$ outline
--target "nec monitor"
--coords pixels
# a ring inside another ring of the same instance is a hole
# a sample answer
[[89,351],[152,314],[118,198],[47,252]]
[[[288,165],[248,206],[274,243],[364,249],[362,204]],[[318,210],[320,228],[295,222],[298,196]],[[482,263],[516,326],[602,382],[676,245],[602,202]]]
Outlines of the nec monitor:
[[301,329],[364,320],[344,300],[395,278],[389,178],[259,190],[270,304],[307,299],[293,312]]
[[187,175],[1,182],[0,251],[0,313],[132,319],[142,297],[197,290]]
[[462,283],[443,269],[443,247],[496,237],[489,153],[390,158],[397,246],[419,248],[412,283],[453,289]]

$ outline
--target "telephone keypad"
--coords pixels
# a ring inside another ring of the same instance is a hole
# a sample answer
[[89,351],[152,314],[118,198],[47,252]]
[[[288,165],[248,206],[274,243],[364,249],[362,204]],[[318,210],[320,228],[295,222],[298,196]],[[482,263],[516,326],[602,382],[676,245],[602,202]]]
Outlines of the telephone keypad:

_EXERCISE GOAL_:
Rewrite all the items above with "sample" replaced by "reference" wherever it occurs. Keep everything else the same.

_FINISHED ANSWER_:
$ outline
--target "nec monitor"
--coords pixels
# a ring inside another ring of the same instance is a hole
# a reference answer
[[89,351],[152,314],[118,198],[47,252]]
[[[288,165],[248,206],[274,243],[364,249],[362,204]],[[318,210],[320,228],[295,222],[298,196]],[[482,263],[516,326],[602,382],[676,245],[602,202]]]
Outlines of the nec monitor:
[[301,329],[364,320],[344,300],[395,278],[389,178],[259,190],[270,304],[307,299],[293,312]]
[[187,175],[1,182],[0,251],[0,313],[132,319],[142,297],[197,290]]
[[462,283],[443,269],[443,247],[496,237],[489,153],[390,158],[397,246],[419,248],[412,283],[453,289]]

$ outline
--target "telephone keypad"
--coords pixels
# a ring inside another ring of the same instance is a hole
# a reference answer
[[89,351],[152,314],[118,198],[47,252]]
[[[288,165],[248,206],[274,243],[364,249],[362,204]],[[318,210],[320,228],[295,222],[298,196]],[[482,263],[516,326],[602,382],[676,245],[602,202]]]
Outlines of the telephone keypad:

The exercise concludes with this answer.